## WHAT IS EXPECTED
Somewhere below are a line with "point: hanging light" and a later line with "point: chandelier crystal". Output exactly those lines and all lines between them.
**** MATERIAL FOR THIS EXERCISE
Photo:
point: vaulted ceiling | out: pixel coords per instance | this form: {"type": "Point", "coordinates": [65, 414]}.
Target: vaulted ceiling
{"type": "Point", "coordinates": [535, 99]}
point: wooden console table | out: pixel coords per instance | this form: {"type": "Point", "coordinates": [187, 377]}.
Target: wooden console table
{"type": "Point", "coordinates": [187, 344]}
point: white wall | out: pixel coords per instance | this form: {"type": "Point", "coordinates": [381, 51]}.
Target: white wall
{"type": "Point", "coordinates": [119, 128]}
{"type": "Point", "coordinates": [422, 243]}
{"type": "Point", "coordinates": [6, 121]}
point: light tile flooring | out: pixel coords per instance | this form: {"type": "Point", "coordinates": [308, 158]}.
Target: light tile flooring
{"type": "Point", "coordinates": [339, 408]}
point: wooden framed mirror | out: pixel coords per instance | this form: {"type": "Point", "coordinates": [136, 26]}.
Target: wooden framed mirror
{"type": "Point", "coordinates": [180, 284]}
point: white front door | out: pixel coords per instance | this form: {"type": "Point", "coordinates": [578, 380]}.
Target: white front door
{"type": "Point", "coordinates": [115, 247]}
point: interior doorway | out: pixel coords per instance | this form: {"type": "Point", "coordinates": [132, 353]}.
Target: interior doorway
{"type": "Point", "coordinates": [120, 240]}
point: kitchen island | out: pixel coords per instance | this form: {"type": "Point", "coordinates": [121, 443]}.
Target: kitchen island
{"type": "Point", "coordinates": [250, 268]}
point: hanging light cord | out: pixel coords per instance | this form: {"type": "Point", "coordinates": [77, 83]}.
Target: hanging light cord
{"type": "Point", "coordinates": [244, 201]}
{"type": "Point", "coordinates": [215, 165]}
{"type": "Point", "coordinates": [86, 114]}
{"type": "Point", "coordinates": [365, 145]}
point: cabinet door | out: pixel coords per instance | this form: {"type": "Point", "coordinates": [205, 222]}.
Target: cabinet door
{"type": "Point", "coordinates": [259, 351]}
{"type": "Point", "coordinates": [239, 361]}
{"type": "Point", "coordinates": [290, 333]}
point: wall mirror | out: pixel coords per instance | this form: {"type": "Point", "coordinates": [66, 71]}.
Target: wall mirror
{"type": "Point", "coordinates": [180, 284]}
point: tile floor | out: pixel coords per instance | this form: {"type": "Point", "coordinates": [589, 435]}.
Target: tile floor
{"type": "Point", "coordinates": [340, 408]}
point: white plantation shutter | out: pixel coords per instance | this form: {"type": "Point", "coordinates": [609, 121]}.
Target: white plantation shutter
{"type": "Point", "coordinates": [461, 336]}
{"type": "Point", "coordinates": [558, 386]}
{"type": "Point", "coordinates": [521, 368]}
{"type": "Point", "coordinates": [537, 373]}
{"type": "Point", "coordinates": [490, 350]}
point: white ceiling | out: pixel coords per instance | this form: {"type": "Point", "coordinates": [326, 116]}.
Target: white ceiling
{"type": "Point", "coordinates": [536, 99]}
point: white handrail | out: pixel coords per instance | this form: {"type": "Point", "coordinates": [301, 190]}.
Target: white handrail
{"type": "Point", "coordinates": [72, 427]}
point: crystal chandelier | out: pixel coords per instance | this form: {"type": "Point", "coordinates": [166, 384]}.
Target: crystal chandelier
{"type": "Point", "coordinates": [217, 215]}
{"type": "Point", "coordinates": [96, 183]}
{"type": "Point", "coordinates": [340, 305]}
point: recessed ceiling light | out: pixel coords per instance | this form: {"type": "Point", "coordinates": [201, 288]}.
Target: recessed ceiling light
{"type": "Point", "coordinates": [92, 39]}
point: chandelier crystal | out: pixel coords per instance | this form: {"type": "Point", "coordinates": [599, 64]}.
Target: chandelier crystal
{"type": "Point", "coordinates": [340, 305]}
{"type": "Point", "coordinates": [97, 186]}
********
## ANSWER SPACE
point: hanging light cord | out: pixel coords per instance | this form: {"type": "Point", "coordinates": [77, 83]}.
Target: hanging light cord
{"type": "Point", "coordinates": [244, 201]}
{"type": "Point", "coordinates": [215, 165]}
{"type": "Point", "coordinates": [86, 114]}
{"type": "Point", "coordinates": [365, 145]}
point: cabinet door | out: pixel coords per instance | this form: {"type": "Point", "coordinates": [205, 222]}.
Target: cabinet door
{"type": "Point", "coordinates": [259, 351]}
{"type": "Point", "coordinates": [239, 361]}
{"type": "Point", "coordinates": [290, 333]}
point: wall mirror | out: pixel coords per instance | this form: {"type": "Point", "coordinates": [66, 71]}.
Target: wall mirror
{"type": "Point", "coordinates": [180, 284]}
point: tile floor | out: pixel coords per instance | this form: {"type": "Point", "coordinates": [589, 435]}.
Target: tile floor
{"type": "Point", "coordinates": [340, 408]}
point: white plantation shutter | out: pixel coords per instance | this form: {"type": "Point", "coordinates": [609, 121]}.
Target: white plantation shutter
{"type": "Point", "coordinates": [461, 336]}
{"type": "Point", "coordinates": [558, 386]}
{"type": "Point", "coordinates": [521, 368]}
{"type": "Point", "coordinates": [537, 373]}
{"type": "Point", "coordinates": [490, 350]}
point: white ceiling | out: pixel coords per instance | this form: {"type": "Point", "coordinates": [326, 116]}.
Target: white ceiling
{"type": "Point", "coordinates": [536, 99]}
point: white handrail | out: pixel coords per instance | this form: {"type": "Point", "coordinates": [301, 190]}.
Target: white handrail
{"type": "Point", "coordinates": [72, 427]}
point: crystal chandelier | out: pixel coords per instance | this form: {"type": "Point", "coordinates": [166, 384]}.
Target: crystal chandelier
{"type": "Point", "coordinates": [217, 215]}
{"type": "Point", "coordinates": [96, 183]}
{"type": "Point", "coordinates": [340, 305]}
point: recessed ceiling light | out: pixel coords per instance | this form: {"type": "Point", "coordinates": [201, 288]}.
Target: recessed ceiling light
{"type": "Point", "coordinates": [92, 39]}
point: chandelier crystal | out: pixel coords per instance | this form: {"type": "Point", "coordinates": [599, 64]}.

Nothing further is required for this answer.